**REQUIREMENT**
Can you rewrite every line of the records below, requests included, scaling each point coordinate by 1.75 and rounding it to a whole number, with halves rounded up?

**RECORDS SUPPLIED**
--

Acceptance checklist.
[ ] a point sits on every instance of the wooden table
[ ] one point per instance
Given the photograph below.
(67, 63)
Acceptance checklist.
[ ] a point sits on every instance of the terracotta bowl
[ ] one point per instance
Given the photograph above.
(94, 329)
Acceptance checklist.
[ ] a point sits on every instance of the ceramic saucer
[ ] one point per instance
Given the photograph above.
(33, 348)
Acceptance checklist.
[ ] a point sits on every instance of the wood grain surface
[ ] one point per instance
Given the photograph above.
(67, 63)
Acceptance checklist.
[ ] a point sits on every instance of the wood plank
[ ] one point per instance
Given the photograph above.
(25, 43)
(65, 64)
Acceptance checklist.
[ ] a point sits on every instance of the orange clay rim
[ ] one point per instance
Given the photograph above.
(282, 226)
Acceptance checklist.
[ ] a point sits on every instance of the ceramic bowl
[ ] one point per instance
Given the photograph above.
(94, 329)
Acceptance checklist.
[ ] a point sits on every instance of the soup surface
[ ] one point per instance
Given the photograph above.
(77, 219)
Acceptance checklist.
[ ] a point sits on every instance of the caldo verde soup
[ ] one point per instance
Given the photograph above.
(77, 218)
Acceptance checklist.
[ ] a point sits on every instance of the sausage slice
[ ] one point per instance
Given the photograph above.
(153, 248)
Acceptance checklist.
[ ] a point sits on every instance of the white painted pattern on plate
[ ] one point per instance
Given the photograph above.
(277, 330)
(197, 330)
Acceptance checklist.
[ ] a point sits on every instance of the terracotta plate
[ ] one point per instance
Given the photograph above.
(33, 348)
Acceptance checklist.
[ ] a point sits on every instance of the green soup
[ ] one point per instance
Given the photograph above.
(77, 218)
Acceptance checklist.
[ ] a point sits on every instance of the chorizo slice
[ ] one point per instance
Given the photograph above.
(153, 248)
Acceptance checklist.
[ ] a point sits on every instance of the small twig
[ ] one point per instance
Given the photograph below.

--

**RESPONSE FOR THIS EXERCISE**
Acceptance checklist.
[ ] a point sits on every instance of the wooden table
[ ] one point per instance
Given the photograph below.
(117, 110)
Acceptance checklist.
[ ] a point sits on every instance of the terracotta bowl
[ ] one point per instance
Given the photograph above.
(165, 576)
Acceptance checklist.
[ ] a point sits on every instance of the ceramic saucer
[ ] one point per instance
Given the photograph above.
(58, 609)
Acceptance checklist.
[ ] a point sits on every instance of the wood grain surface
[ ] one point per instance
Given the photograph above.
(117, 110)
Acceptance checklist.
[ ] a point sits on every instance of the wood plank
[ ] one point per instance
Given the photograph above.
(44, 75)
(114, 112)
Acceptance checklist.
[ ] a point sits on every instance of the orange clay rim
[ ] one point per instance
Given the photograph above.
(494, 396)
Acceptance checklist.
[ ] a point sits on every instance of the ceramic bowl
[ ] one point per instance
Given the photograph above.
(165, 576)
Acceptance checklist.
[ ] a point sits on every instance of the soup surface
[ ] one point per instance
Given the photograph above.
(135, 383)
Acceptance checklist.
[ ] a point sits on every instance of the caldo verde soup
[ ] one point per instance
Given the photograph above.
(135, 382)
Acceptance checklist.
[ ] a point sits on every instance of the sausage slice
[ ] one point per instance
Given the photograph above.
(268, 434)
Acceptance checklist.
[ ] a point sits on every instance of the white painted pattern on plate
[ ] one point per instance
Given the photograph above.
(485, 578)
(345, 578)
Acceptance checklist.
[ ] a point sits on every instance of the terracotta plate
[ ] one point per instance
Given the photograph above.
(58, 609)
Acceptance checklist.
[ ] a point sits on every instance of the green soup
[ ] one point per instance
Given the photograph above.
(135, 382)
Acceptance checklist.
[ ] a point sits on every instance of the chorizo slice
[ ] one point per instance
Given the photograph above.
(268, 434)
Acceptance checklist.
[ ] a point sits on every instance of the small twig
[ ] one point per instance
Given the photograph below.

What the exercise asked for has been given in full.